== Given request ==
All of the records below should be output exactly.
═════ Dataset entries ═════
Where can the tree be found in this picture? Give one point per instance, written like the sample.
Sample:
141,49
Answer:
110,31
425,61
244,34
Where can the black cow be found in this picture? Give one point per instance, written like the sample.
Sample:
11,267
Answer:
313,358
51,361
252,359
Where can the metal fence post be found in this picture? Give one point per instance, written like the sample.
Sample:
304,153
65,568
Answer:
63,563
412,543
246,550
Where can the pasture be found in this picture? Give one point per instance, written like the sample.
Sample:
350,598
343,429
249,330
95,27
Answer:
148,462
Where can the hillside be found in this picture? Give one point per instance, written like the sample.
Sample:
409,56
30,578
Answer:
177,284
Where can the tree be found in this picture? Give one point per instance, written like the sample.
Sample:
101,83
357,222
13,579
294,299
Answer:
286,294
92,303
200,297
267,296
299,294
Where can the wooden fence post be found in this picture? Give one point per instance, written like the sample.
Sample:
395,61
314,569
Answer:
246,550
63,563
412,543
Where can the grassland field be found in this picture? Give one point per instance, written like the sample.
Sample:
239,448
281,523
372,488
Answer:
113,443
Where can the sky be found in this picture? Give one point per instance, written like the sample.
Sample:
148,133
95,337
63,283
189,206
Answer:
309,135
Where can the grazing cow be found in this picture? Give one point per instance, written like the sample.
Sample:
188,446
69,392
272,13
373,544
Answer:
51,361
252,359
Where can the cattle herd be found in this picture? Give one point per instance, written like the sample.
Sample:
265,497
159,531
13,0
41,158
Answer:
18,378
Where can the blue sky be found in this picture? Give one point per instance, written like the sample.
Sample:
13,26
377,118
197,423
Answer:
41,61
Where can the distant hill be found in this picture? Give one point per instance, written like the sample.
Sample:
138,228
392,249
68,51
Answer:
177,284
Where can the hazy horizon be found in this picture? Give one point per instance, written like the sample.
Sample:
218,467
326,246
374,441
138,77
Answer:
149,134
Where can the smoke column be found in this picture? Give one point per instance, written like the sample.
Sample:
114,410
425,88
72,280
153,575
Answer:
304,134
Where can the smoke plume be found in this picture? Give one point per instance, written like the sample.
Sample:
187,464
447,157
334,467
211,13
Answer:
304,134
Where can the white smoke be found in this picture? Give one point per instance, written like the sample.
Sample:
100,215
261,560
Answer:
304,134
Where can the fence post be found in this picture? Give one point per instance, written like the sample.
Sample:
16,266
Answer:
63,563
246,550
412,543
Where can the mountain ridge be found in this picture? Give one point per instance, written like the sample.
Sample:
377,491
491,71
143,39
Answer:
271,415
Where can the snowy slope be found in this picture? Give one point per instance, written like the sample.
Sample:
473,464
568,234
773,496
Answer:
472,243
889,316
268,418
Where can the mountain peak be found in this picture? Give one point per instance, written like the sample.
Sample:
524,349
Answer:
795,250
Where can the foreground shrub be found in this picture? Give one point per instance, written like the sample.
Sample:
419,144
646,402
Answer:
═════
== Answer to the task ==
Where can the tree be found in this picture? Give one point per instance, written like the sample.
Sample:
141,49
Answer:
110,31
425,61
244,34
Where can the black cow be found in this picture? Give one point per instance, written like the sample.
Sample:
11,267
Answer:
313,358
51,361
252,359
Where can the metal fence post be found in this picture? Give one point per instance, written like the sample.
Sample:
304,153
65,568
Answer:
63,563
412,543
246,550
Where can the pasture be found in this picture? Give one point per instance, written like the sample.
Sample:
350,598
343,429
249,330
95,27
Answer:
148,462
Where can the hillside be found in this picture? Give one point per instance, written like the sample.
Sample:
409,56
30,578
Answer:
177,284
Where can the tree be found in this picture? Give one point per instance, written like the sample.
Sample:
101,83
357,222
13,579
294,299
Answer:
286,294
92,303
200,297
267,296
299,294
Where can the wooden fence post be found in this picture? Give one point per instance, written like the sample.
Sample:
395,61
314,569
Answer:
246,550
63,563
412,543
Where can the grassland field be found in this picture? Give one point per instance, written like the sample.
Sample:
239,448
281,523
372,488
Answer:
113,443
Where can the sky be found in this picture? Give one point per instance, written like the sample.
Sample:
148,133
95,337
63,283
189,206
Answer:
309,135
Where can the grazing cow be found in this picture? Give one point per instance, written like the sample.
Sample:
188,446
69,392
272,13
373,544
Answer:
51,361
252,359
Where can the cattle herd be found in this picture? Give one point per instance, written like the sample.
Sample:
265,497
159,531
13,0
41,158
Answer:
18,378
Where can the blue sky be found in this picture? Give one point per instance, written like the sample.
Sample:
13,26
377,118
197,423
Answer:
41,61
Where can the distant hill be found in this picture? Give one point per instance, written like the sample.
Sample:
138,228
392,249
68,51
Answer:
177,284
Where can the hazy horizon be found in this picture? Give one point per instance, written like the sample.
Sample:
218,467
326,246
374,441
138,77
Answer:
149,134
Where can the smoke column be found in this picture? Give one point per instance, written like the sample.
Sample:
114,410
425,88
72,280
153,575
Answer:
304,134
Where can the smoke plume be found in this picture? Give one point per instance, written like the sample.
Sample:
187,464
447,157
334,467
211,13
Answer:
304,134
Where can the white smoke be found in this picture? Give one point per instance, written like the sample.
Sample:
100,215
261,560
Answer:
304,134
Where can the fence post be found in this picture? Give one point per instance, written like the sample.
Sample:
16,266
Answer:
63,563
246,550
412,543
Where can the mountain ridge be found in this picture? Give one point per instance, written like the sample.
Sample:
377,491
491,71
143,39
Answer:
271,415
Where can the snowy slope be found in this picture? Give one point per instance, written like the sample.
Sample:
473,464
568,234
773,496
Answer:
472,243
889,316
268,418
Where can the mountain peak be found in this picture? Give one point per instance, written like the sample.
Sample:
524,349
Answer:
795,250
Where can the foreground shrub be found in this picture? Give one point per instance, written like the sample.
Sample:
419,144
646,402
Answer:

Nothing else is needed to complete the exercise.